Extrait à lire:
┌──

Sur la nullité du commandement de payer aux fins de saise-vente du 8 juin 2018 tirée du défaut de qualité à agir de la SASU DSO CAPITAL et de l'inopposabilité de la cession de créance

Monsieur [O] [C] et à Madame [K] [Z] soulèvent à titre principal le défaut de qualité à agir de la SASU DSO CAPITAL en exécution du jugement du 26 mars 1992 rendu par le tribunal de commerce de Nanterre à la demande de la société BNP PARIBAS en faisant valoir qu'à défaut pour la société DSO CAPITAL d'avoir procédé à la signification de la cession de créance invoquée de la société BNP PARIBAS en date du 27 juin 2016, conformément à l'article 1690 ancien du code civil applicable en l'espèce, cette cession ne leur est pas opposable et la SASU DSO CAPITAL ne dispose donc pas d'un titre exécutoire fondant le commandement de payer aux fins de saisie-vente du 8 juin 2018, atteint en conséquence de nullité. Subsidiairement, ils développent des moyens tirés de l'innopposabilité de la cession de créance et tendant aux mêmes fins.

La SASU DSO CAPITAL justifie que suivant convention de créances en date du 27 juin 2016, la société BNP PARIBAS a cédé à la SAS DOS Interactive en pleine propriété ses créances, lesquelles figurent sur une liste jointe en annexe 1 de la convention, que sur cette liste figure une créance portant la référence n° 08470-00350-07/01/1997-00001000007 dont le débiteur est 'Caprice d'Or', que la dite référence figure également en totalité ou en partie sur les actes de l'huissier chargé du recouvrement de la créance par la BNP PARIBAS antérieurement à la cession en exécution du jugement du 26 mars 1992 (signification d'un certificat de non-contestation du 4 février 2005 à Monsieur [O] [C] et à Madame [K] [Z], courrier de l'huissier du 15 février 2008 à BNP) et que si le jugement du 26 mars 1992 condamne personnellement Monsieur [O] [C] et Madame [K] [Z] au paiement des sommes dues à la société BNP Paribas, il mentionne également que c'est en leur qualité d'exploitant de l'enseigne 'Caprice d'Or', de sorte qu'il convient de considérer que la cession de créances concerne bien la créance détenue par la société BNP PARIBAS envers Monsieur [O] [C] et Madame [K] [Z] en vertu du jugement du 26 mars 1992 fondant le commandement de saisie-vente du 8 juin 2018. Il est indifférent que la liste des créances cédées soit incomplète, dés lors que seul importe la certitude que la créance en cause est bien comprise dans la liste en question.

└──

Données fournies:
┌──

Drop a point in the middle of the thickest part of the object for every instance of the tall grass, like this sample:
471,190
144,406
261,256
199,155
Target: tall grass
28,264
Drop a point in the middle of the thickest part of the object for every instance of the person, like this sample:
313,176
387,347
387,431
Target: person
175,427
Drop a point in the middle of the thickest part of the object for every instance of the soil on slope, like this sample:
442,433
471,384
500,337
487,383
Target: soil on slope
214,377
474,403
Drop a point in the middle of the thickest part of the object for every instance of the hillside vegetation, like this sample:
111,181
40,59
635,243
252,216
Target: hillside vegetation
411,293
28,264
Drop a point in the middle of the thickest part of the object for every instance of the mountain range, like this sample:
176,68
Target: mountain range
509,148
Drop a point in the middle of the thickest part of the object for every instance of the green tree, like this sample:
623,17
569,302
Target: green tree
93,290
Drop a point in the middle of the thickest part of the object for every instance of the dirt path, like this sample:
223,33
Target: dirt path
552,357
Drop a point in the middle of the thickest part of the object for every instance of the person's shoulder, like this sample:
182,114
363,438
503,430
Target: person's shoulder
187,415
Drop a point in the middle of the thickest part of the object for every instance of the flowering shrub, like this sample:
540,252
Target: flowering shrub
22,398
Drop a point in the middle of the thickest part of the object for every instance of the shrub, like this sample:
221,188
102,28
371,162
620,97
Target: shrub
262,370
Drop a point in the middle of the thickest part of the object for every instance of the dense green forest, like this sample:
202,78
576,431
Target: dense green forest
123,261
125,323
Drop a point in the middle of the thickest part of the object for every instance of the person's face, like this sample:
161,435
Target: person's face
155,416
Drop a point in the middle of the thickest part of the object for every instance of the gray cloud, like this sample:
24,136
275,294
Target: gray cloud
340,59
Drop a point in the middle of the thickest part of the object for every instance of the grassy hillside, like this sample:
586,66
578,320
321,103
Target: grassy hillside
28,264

└──

Série d'exercices:
(a) Pouvez-vous reformuler plus brièvement le paragraphe de l'extrait qui commence par « Monsieur [O] [C] et à Madame [K] [Z] soulèvent », en conservant ses faits principaux ?
(b) Pouvez-vous transcrire fidèlement le passage de l'extrait allant de « Monsieur [O] [C] et à Madame [K] [Z] soulèvent » jusqu'à « aux mêmes fins. » inclus ?

Résultats par tâche:
(a) Monsieur [O] [C] et Madame [K] [Z] invoquent à titre principal le défaut de qualité à agir de la SASU DSO CAPITAL pour exécuter le jugement du 26 mars 1992. Ce jugement a été rendu par le tribunal de commerce de Nanterre à la demande de la société BNP PARIBAS. Selon eux, la SASU DSO CAPITAL n'a pas signifié la cession de créance du 27 juin 2016 conformément à l'ancien article 1690 du code civil. Cette cession leur est donc inopposable. La SASU DSO CAPITAL ne dispose alors d'aucun titre exécutoire, et le commandement de payer aux fins de saisie-vente du 8 juin 2018 est nul. À titre subsidiaire, ils soulèvent d'autres moyens tirés de l'inopposabilité de la cession, qui tendent aux mêmes fins.

(b)
Monsieur [O] [C] et à Madame [K] [Z] soulèvent à titre principal le défaut de qualité à agir de la SASU DSO CAPITAL en exécution du jugement du 26 mars 1992 rendu par le tribunal de commerce de Nanterre à la demande de la société BNP PARIBAS en faisant valoir qu'à défaut pour la société DSO CAPITAL d'avoir procédé à la signification de la cession de créance invoquée de la société BNP PARIBAS en date du 27 juin 2016, conformément à l'article 1690 ancien du code civil applicable en l'espèce, cette cession ne leur est pas opposable et la SASU DSO CAPITAL ne dispose donc pas d'un titre exécutoire fondant le commandement de payer aux fins de saisie-vente du 8 juin 2018, atteint en conséquence de nullité. Subsidiairement, ils développent des moyens tirés de l'innopposabilité de la cession de créance et tendant aux mêmes fins.